▸ Extrait
******************************

Opération de réorganisation et transfert d’activité Focus sur le transfert des salariés

Les opérations de réorganisation intragroupe (simplification de l’organigramme juridique du groupe par exemple) ou de croissance externe soulèvent de nombreuses questions relatives au transfert des salariés : automatique ou non, possibilité de refuser, quid des fonctions partagées … soit autant de sujets à anticiper en coordination avec l’ensemble des spécialistes impliqués sur l’opération de réorganisation. Voici un exposé, certes non exhaustif, de points d’attention qu’il convient d’analyser dans le cadre de la préparation de tout projet de réorganisation.

Préparer la procédure de transfert des salariés et de consultation des représentants du personnel

Le transfert des salariés impacte les trois grands champs du droit social dans l’entreprise : le contrat de travail, le statut collectif (les accords, les usages), en cela inclus la participation et plus largement l’épargne salariale, et enfin la représentation du personnel (élus et syndicats).

Transfert automatique ?

Le premier point à analyser concerne le cadre juridique du transfert de l’activité : est-on dans le champ d’application de l’article L.1224-1 du Code du travail qui prévoit le transfert automatique des contrats de travail en cas d’opération de fusion par exemple ? Pour y répondre, la question à poser est celle de la nature de l’activité transférée ; transfère-t-on une activité que l’on peut qualifier d’entité économique autonome ?

Si oui, le transfert des contrats de travail sera automatique et obligatoire, mais pas seulement :

  • Le transfert des salariés en application de l'article L 1224-1 du Code du travail, même un instant de raison, emporte toutes les conséquences d'un changement d'employeur, et en particulier la mise en cause du statut collectif.

******************************

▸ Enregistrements
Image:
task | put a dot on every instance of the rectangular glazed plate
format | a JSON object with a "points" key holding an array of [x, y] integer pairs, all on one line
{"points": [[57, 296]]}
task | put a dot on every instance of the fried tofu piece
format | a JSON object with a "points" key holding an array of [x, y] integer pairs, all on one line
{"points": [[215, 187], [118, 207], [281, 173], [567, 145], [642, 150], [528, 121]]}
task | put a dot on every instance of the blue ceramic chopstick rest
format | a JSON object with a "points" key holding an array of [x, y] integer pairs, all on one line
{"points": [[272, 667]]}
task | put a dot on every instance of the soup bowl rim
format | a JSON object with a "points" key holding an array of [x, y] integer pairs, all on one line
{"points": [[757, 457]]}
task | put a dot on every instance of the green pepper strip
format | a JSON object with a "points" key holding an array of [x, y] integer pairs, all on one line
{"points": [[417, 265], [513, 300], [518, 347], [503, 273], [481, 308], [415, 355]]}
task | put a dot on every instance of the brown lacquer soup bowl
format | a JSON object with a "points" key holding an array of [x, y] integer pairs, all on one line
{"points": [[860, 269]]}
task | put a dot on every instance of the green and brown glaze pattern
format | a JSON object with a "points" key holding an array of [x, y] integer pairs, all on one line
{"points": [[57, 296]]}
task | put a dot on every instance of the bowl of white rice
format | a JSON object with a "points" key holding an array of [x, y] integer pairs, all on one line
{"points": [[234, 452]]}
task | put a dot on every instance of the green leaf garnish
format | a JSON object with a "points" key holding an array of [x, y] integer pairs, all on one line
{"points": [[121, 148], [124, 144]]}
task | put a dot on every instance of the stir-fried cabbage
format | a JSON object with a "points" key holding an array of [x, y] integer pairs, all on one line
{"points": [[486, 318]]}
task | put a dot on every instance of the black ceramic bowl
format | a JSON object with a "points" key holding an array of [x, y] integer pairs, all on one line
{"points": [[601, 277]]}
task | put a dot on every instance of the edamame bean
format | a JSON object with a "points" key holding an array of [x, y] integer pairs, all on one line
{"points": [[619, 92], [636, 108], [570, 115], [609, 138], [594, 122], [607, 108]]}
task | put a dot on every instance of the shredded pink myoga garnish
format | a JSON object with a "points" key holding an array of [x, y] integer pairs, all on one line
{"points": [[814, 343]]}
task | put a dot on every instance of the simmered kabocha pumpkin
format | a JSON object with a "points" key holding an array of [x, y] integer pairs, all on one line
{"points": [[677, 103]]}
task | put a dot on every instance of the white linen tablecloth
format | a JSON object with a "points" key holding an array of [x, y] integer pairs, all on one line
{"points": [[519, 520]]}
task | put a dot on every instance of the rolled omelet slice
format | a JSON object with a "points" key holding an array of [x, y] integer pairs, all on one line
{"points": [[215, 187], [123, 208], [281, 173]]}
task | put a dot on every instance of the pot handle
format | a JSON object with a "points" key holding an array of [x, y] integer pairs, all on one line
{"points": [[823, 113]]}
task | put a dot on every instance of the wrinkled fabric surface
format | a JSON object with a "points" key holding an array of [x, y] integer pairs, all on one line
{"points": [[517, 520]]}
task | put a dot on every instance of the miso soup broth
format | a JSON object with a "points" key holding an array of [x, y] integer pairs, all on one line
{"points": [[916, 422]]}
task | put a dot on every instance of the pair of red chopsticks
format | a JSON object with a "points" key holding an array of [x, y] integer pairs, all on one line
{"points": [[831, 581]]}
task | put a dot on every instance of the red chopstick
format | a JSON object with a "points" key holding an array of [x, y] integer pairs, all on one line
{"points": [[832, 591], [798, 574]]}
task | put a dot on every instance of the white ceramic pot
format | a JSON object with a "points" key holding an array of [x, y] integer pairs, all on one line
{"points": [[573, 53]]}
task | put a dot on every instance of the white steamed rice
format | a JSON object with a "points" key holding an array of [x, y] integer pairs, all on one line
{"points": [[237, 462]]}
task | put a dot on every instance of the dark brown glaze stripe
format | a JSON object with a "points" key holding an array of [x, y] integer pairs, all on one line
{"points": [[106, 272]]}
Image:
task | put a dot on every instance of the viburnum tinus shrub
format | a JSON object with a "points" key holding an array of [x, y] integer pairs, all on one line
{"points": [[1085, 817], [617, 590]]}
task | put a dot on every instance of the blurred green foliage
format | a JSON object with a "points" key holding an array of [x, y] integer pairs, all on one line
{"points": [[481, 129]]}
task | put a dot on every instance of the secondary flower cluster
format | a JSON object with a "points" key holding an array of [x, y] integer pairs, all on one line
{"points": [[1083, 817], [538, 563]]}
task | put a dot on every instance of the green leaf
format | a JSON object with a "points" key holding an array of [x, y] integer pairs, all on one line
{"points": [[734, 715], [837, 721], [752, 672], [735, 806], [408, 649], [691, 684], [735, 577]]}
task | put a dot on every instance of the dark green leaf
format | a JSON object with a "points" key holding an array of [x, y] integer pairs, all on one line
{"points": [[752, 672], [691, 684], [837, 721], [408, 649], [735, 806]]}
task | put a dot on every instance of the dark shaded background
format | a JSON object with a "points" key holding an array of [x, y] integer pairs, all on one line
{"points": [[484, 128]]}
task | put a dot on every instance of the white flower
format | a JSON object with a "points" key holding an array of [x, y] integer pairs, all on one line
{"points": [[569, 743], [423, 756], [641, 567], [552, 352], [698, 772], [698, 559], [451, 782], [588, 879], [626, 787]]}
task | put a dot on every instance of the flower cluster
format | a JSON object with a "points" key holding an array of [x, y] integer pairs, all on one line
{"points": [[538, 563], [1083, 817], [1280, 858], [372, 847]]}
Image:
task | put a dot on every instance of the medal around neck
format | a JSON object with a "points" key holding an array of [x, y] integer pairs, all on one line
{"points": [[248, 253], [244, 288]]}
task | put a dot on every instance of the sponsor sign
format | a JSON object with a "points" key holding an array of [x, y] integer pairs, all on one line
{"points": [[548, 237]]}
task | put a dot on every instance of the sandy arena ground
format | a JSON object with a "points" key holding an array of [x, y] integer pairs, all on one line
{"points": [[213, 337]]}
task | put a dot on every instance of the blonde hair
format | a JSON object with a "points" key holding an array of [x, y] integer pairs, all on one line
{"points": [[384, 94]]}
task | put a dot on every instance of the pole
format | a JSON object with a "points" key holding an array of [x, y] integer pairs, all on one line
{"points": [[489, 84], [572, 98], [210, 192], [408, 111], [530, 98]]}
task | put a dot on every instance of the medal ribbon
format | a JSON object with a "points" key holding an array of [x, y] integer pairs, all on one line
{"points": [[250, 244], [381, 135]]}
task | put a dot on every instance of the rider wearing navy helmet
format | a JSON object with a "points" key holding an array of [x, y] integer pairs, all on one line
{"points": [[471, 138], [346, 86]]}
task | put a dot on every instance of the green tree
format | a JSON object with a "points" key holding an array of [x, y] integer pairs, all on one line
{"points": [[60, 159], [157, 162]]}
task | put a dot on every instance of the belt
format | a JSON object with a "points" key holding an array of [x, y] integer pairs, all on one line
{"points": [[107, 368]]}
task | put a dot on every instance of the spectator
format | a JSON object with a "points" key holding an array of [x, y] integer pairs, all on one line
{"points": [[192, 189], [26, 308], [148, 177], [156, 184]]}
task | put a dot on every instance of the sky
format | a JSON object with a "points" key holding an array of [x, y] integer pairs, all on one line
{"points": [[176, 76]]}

******************************

▸ Consignes de l'exercice
A: Indiquez quel article du Code du travail prévoit, d'après l'extrait, le transfert automatique des contrats de travail en cas d'opération de fusion.
B: Dites si chacune des affirmations suivantes concorde avec l'extrait, en répondant par oui ou par non et en citant les mots décisifs du texte : (i) le transfert des salariés touche trois grands champs du droit social dans l'entreprise ; (ii) l'exposé des points d'attention se présente comme exhaustif ; (iii) lorsque l'activité transférée est une entité économique autonome, le transfert des contrats de travail est facultatif.
Les enregistrements forment un matériel distinct de l'extrait.

▸ Réponses attendues
A: L'article L.1224-1 du Code du travail.

B:
(i) Oui : « Le transfert des salariés impacte les trois grands champs du droit social dans l’entreprise ».
(ii) Non : « Voici un exposé, certes non exhaustif ».
(iii) Non : « le transfert des contrats de travail sera automatique et obligatoire ».